▸ **Consigne 1**:
Dans la chronique, recopiez le passage qui commence par « Car il faut » et s'arrête après « mauvais vent d’hivernage. ». Remplacez-y « agneau » par « mouton ».
▸ **Consigne 2**:
D'après la chronique, où et quand l'homme qui ment effrontément épouse-t-il discrètement sa seconde femme, s'il vous plaît ?

▸ **Extrait du texte**:
####################
Détente-« Mon amour, on va avoir… une co-locataire »

Par Mamadou Sèye

Il y a dans certaines maisons sénégalaises une tension qu’aucun délestage ne peut surpasser : le moment où un homme doit annoncer à sa première épouse que la deuxième arrive. Ce n’est ni une guerre ni une fête. C’est une équation à mille inconnues. Et ceux qui y survivent sans divorce ni drame deviennent, à juste titre, des légendes de quartier.

Car il faut le dire : beaucoup d’hommes veulent prendre une seconde épouse. Très peu savent l’annoncer. Le scénario est souvent le même. Monsieur tourne autour du pot pendant des semaines. Il change d’humeur sans raison. Il devient doux comme un agneau, offre des cadeaux ou fait des compliments inhabituels. Parfois même, il propose une sortie surprise au restaurant — un comportement si rare qu’il suscite immédiatement la méfiance.

Puis vient la phrase redoutée : « Chérie, il faut qu’on parle. »
Et là, tout s’arrête. Les enfants se figent. Le ventilateur continue de tourner, mais l’air devient irrespirable. Madame devine. Elle devine toujours. Elle ne sait pas encore le prénom, ni l’âge, ni l’origine… mais elle sent la trahison arriver comme un mauvais vent d’hivernage.

Alors il essaie de minimiser. Il utilise des termes vagues :
« Une sœur dans la difficulté. »
« Une aide ponctuelle. »
« Une personne que j’estime beaucoup… et avec qui je compte officialiser. »

D’autres hommes, eux, ont recours à des intermédiaires. L’imam, le frère aîné, la tante paternelle : tous sont envoyés comme émissaires de paix, porteurs de la nouvelle explosive. Mais les femmes ne sont pas dupes. Elles comprennent vite que si monsieur n’a pas eu le courage de parler lui-même, c’est qu’il sait déjà qu’il pose une bombe à retardement.

Il y a aussi les champions de la diversion. Celui qui déclenche une fausse dispute pour avoir une excuse de sortir pendant trois jours et revenir avec… une dot. Celui qui ment effrontément : « Non, c’est une blague de ses amis. Elle-même sait que je ne suis pas intéressé. » Et trois semaines plus tard, on apprend qu’il l’a épousée discrètement à Médina Gounass un jeudi matin.

Mais attention, ce n’est pas une comédie sans conséquences.
Derrière l’ironie, il y a des pleurs, des déceptions, des silences pesants. Les femmes encaissent plus qu’elles n’extériorisent. Certaines vivent cela comme une trahison profonde. D’autres comme une injustice culturelle : elles ont tout donné à l’homme — jeunesse, enfants, patience — et voilà qu’on les “associe” à une rivale sans consultation.

Et pourtant, dans ce même pays, la polygamie est parfaitement admise par la loi et souvent justifiée par la religion. Alors l’homme, sûr de ses droits mais pas de ses moyens ni de ses nerfs, tente de convaincre :
« Ce n’est pas une question d’amour. C’est une responsabilité. »
« Je t’aimerai toujours. Elle ne te remplacera pas. »
####################
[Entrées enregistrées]

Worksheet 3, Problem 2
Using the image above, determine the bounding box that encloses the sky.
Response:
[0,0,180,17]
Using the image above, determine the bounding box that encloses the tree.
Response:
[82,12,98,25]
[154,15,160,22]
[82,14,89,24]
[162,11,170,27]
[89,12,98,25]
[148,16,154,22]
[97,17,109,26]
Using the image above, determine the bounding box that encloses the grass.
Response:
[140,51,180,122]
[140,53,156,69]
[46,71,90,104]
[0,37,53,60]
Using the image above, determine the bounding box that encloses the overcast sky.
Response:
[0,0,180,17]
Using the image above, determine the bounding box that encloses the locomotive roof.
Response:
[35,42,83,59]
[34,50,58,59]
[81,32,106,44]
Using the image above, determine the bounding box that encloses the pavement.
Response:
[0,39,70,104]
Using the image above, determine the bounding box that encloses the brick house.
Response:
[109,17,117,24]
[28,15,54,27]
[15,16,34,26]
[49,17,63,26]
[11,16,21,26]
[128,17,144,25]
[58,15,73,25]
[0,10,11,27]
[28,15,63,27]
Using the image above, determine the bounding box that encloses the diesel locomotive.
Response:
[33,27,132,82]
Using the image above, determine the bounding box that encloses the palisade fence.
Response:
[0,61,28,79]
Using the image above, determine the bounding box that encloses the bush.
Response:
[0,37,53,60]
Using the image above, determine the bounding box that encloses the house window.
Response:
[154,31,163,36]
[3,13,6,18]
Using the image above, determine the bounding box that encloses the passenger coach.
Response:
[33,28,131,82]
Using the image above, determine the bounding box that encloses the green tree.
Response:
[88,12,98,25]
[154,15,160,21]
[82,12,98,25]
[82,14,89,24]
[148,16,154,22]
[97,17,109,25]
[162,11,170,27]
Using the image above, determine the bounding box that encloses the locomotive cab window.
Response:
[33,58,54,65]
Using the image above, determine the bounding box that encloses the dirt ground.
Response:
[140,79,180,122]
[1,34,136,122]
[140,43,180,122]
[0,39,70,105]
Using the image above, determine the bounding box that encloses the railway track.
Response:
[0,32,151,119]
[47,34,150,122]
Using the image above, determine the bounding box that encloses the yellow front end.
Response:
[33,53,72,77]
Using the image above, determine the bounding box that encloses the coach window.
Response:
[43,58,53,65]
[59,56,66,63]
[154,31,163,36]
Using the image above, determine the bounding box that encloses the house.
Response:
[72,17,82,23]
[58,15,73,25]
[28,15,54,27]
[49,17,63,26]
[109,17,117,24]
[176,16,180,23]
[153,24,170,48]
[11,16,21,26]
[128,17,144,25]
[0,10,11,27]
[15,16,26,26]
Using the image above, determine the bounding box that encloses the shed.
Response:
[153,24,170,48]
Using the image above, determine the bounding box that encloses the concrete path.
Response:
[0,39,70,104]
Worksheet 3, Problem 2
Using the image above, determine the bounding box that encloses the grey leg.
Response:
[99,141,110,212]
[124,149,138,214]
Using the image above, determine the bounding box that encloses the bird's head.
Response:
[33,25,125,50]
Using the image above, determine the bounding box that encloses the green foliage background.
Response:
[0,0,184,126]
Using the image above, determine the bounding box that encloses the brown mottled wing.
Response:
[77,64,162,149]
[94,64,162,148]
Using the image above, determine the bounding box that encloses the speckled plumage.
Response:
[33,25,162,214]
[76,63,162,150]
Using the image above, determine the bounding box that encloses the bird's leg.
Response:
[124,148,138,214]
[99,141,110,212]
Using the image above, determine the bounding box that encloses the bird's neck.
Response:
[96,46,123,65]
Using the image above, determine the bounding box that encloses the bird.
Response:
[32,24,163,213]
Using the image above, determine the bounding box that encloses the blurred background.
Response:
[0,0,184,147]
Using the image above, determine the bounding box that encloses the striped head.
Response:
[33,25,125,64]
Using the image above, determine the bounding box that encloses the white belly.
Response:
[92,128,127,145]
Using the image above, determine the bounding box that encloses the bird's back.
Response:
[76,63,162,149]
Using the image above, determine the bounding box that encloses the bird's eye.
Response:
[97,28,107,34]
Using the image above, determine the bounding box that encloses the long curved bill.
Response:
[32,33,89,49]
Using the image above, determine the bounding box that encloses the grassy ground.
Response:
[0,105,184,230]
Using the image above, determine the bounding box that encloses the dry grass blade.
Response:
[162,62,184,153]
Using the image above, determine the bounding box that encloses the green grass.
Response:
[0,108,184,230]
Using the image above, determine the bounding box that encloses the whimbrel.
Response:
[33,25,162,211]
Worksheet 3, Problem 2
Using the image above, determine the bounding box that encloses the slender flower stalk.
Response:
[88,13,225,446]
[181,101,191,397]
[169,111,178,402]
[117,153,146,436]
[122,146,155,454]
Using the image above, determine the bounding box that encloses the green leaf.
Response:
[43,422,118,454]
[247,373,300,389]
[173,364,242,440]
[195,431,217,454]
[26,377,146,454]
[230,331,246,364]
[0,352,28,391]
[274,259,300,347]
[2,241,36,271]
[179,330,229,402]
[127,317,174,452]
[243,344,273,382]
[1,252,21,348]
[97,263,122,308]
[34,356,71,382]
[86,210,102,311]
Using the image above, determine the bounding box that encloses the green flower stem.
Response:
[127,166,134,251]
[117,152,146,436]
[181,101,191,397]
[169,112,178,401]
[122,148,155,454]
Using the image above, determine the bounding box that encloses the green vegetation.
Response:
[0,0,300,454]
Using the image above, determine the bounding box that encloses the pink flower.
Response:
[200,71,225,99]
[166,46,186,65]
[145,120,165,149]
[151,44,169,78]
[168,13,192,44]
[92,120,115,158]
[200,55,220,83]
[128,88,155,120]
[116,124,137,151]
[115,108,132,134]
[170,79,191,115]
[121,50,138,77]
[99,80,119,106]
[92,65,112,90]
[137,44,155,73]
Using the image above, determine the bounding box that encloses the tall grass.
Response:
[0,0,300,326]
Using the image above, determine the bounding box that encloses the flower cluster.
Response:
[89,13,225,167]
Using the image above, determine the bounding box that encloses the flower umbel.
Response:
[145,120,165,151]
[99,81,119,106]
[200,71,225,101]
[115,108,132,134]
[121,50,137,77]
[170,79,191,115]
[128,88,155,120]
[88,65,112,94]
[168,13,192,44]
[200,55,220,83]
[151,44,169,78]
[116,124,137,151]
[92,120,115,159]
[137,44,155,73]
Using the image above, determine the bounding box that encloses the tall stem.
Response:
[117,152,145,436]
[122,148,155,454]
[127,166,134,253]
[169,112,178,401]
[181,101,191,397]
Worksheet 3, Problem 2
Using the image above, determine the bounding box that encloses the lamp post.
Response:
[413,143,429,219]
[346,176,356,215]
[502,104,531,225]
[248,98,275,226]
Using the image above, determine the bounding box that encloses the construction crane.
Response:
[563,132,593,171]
####################
▸ **Réponse attendue 1**:
Car il faut le dire : beaucoup d’hommes veulent prendre une seconde épouse. Très peu savent l’annoncer. Le scénario est souvent le même. Monsieur tourne autour du pot pendant des semaines. Il change d’humeur sans raison. Il devient doux comme un mouton, offre des cadeaux ou fait des compliments inhabituels. Parfois même, il propose une sortie surprise au restaurant — un comportement si rare qu’il suscite immédiatement la méfiance.

Puis vient la phrase redoutée : « Chérie, il faut qu’on parle. »
Et là, tout s’arrête. Les enfants se figent. Le ventilateur continue de tourner, mais l’air devient irrespirable. Madame devine. Elle devine toujours. Elle ne sait pas encore le prénom, ni l’âge, ni l’origine… mais elle sent la trahison arriver comme un mauvais vent d’hivernage.

▸ **Réponse attendue 2**:
À Médina Gounass, un jeudi matin.